(WORK REQUEST) Copy every line from the records below that carries the word "marching".

(DATA TO EXAMINE)
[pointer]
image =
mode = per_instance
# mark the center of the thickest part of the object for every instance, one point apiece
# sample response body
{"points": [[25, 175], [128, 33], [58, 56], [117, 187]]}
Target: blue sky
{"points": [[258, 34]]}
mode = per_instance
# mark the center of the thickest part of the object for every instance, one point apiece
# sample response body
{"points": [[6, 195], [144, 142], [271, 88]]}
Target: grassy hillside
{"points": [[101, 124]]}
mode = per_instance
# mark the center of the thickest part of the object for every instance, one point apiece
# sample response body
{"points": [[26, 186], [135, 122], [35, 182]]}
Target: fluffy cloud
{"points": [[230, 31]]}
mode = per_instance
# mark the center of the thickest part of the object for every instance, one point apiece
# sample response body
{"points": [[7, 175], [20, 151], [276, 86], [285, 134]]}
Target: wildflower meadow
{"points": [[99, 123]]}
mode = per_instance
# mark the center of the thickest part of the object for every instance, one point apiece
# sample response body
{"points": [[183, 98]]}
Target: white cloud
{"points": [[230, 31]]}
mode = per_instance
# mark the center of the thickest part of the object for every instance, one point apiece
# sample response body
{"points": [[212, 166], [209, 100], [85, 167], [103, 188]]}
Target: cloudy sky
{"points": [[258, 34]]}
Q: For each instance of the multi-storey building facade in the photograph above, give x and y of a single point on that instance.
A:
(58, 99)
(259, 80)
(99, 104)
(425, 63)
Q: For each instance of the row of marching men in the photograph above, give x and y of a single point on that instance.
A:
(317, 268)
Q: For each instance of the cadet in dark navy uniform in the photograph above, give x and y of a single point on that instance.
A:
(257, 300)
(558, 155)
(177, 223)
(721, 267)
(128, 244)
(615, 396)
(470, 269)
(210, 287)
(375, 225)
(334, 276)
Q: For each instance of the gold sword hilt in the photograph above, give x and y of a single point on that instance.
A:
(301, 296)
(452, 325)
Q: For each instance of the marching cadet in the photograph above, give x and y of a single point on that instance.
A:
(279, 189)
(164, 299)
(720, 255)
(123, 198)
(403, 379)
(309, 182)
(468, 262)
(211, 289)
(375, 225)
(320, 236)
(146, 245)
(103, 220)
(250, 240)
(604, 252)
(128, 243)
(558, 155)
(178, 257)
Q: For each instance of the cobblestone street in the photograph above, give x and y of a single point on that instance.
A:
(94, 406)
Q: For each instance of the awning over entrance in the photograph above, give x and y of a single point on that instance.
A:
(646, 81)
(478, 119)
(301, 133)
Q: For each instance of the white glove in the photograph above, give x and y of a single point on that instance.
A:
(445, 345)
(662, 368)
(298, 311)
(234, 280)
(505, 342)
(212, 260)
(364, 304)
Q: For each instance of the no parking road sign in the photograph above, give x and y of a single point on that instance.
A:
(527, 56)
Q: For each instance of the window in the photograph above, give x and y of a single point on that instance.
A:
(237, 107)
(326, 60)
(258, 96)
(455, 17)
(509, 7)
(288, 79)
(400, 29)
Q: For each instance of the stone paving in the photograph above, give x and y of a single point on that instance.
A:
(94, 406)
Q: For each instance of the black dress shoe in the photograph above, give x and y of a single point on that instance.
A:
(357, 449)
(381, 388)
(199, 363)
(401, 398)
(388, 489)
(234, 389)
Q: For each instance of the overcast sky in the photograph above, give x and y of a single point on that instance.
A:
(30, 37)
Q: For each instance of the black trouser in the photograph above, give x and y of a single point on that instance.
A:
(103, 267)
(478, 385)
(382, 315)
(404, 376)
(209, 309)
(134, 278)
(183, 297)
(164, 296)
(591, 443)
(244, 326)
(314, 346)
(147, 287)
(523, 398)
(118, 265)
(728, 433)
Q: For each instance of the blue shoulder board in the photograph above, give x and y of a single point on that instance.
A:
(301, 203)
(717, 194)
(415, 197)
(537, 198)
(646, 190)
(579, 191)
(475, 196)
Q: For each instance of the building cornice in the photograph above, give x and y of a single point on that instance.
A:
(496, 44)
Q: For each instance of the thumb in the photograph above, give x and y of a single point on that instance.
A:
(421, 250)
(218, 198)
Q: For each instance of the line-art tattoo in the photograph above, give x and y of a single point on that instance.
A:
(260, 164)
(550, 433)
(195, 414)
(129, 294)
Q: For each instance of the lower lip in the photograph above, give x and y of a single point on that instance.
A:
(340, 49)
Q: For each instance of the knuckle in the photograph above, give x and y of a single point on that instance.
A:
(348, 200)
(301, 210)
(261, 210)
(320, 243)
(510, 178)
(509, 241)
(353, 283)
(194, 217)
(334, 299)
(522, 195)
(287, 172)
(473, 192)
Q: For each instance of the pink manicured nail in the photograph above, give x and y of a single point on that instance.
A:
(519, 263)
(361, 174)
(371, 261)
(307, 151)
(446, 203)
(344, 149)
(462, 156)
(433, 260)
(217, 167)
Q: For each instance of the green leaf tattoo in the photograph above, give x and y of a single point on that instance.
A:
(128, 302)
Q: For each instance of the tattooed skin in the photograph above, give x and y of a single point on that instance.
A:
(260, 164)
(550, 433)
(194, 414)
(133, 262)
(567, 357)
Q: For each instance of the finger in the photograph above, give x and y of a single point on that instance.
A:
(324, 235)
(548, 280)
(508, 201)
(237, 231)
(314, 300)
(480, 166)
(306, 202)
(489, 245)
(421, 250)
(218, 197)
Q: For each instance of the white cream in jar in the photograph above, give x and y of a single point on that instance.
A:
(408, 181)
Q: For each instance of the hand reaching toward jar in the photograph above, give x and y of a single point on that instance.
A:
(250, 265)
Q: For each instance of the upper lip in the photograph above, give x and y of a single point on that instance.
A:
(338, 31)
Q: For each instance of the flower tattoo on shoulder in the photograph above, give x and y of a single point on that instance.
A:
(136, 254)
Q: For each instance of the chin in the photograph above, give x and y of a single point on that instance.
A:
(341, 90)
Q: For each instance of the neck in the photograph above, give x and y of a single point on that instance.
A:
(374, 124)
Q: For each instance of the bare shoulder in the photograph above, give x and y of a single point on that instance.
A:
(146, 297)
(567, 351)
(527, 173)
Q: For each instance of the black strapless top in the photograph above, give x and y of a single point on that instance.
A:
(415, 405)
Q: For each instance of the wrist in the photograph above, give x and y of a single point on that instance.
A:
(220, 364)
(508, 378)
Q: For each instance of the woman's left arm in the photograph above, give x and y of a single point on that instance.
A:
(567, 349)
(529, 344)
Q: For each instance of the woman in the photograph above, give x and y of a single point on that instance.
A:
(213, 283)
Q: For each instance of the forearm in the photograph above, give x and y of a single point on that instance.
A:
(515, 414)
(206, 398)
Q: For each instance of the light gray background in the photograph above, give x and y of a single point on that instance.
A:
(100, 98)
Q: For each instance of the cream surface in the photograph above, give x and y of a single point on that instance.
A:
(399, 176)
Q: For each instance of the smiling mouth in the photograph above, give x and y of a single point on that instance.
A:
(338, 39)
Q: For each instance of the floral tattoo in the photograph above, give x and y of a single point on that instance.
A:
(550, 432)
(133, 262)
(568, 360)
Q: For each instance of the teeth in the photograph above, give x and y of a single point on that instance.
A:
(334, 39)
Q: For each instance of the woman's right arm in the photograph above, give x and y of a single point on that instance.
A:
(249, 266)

(EXERCISE ANSWER)
Q: For each instance of the row of marching men in the photograph above, give x and y of a single point on that instance.
Q: For each instance of the marching cadet in the photograph above, give x and y of a single point on that instance.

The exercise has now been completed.